What causes alcoholism and drug addiction?
In trying to understand what causes alcoholism, my Eye Movement Desensitizing Reprogramming (EMDR) therapist recommended that I read The Body Keeps the Score by Bessel van der Kolk. My reserve hold e-copy of this extremely popular New York Times bestseller finally became available after six weeks of waiting. This is what I did over the long 4th of July Weekend 2021, I read The Body Keeps the Score to learn about the root causes of my alcoholism. Reading this fearlessly insightful book by Boston based Psychotherapist Bessel van der Kolk led me to see how I create my own suffering based upon the lies that I tell myself. This book provides insights as to exactly what causes alcoholism.
Van der Kolk answers an important question. In Primetime AA meetings, it is common to imagine frustration and confused thinking. Is it truly helpful to use our powerful imaginations to create a narrative in AA meetings based upon emotional dis-ease? In my opinion it is not helpful to go into a rapture of emotional conflict at Primetime AA. It is helpful to know you are traumatized. But it is not helpful to nurture your alcoholic thinking by superimposing more trauma upon your world. Primetime AA speakers are releasing feel good emotions and brain chemicals by talking about trauma when in my opinion they should be talking about healing their trauma instead.

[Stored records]
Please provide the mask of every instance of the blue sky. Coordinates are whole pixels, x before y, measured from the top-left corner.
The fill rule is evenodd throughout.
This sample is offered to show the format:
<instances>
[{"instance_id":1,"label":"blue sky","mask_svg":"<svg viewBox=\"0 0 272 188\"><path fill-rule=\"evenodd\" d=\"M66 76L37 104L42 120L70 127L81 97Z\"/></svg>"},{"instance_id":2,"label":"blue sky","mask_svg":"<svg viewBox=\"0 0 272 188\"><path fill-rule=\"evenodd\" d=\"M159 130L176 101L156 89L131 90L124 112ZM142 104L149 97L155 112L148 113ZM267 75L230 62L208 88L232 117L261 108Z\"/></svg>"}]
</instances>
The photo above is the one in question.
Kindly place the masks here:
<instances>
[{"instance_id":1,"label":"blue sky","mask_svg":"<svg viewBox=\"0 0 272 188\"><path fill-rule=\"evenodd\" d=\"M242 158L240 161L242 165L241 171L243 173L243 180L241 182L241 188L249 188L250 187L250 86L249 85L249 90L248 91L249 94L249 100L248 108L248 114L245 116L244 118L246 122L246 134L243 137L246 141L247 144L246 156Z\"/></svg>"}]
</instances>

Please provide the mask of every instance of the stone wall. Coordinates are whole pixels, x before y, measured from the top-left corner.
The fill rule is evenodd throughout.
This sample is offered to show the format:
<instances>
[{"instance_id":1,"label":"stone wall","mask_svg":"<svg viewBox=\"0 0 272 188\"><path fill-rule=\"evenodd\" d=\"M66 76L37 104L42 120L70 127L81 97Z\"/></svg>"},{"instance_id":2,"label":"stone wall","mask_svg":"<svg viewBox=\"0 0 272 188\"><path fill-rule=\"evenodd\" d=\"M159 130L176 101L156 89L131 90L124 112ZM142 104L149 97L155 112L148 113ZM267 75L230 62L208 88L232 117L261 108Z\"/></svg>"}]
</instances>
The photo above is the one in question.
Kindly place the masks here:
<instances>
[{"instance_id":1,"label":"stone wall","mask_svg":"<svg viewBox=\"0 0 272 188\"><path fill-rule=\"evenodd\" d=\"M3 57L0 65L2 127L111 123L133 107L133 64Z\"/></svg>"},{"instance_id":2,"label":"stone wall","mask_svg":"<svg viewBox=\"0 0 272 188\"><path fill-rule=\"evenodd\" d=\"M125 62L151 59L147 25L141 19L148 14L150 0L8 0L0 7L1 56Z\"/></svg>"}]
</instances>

» Problem A: In the piece on what causes alcoholism, how long did the writer wait for the reserved e-copy of The Body Keeps the Score to become available?
» Problem B: Continue the piece on what causes alcoholism and drug addiction from where it stops.

» Written answer A: Six weeks.

» Written answer B:
Trauma superimposes itself upon everything around it
Traumatized people have a tendency to superimpose their trauma on everything around them and have trouble deciphering whatever is going on around them. There appears to be nothing in between. Van der Kolk also found that trauma affects the imagination. My theory is that this is why great artists are often traumatized individuals who both create great works of art as trauma self-therapy and/or resort to drugs and alcohol to numb their posttraumatic stress disorder.
Alcoholics like to imagine trauma
Should alcoholics be fantasizing about creating trauma as is done in Primetime AA meetings? Imagination is absolutely critical to the quality of our lives. Our imagination enables us to leave our routine everyday existence by fantasizing about travel, food, sex, falling in love or having the last word-all the things that make life interesting. Imagination gives us the opportunity to envision new possibilities-it is an essential launchpad for making our hopes and dreams come true.
My reactions to the world are a result of my early trauma
Traumatized people look at the world in a fundamentally different way from other people. For most of us a healthy able bodied man with perfect posture who has somehow finagled a handicapped placard to hang on his rear-view mirror so that he can park in the handicapped spot in a crowded supermarket is nothing to react to. To an average person he is just a man getting into his car. But for me as a victim of violence at the hands of bullies, this is a man who is assaulting me with his scam. In my hyper vigilant way of dealing with the world I go into a panic as I yell at him: “Hey, what’s your handicap?” I combat dishonesty with violent speech, acting out my PTSD. This creates a flood of endorphins and serotonin in my brain. When the brain rush is over and I honestly reflect upon this acting out of my trauma, I hate myself.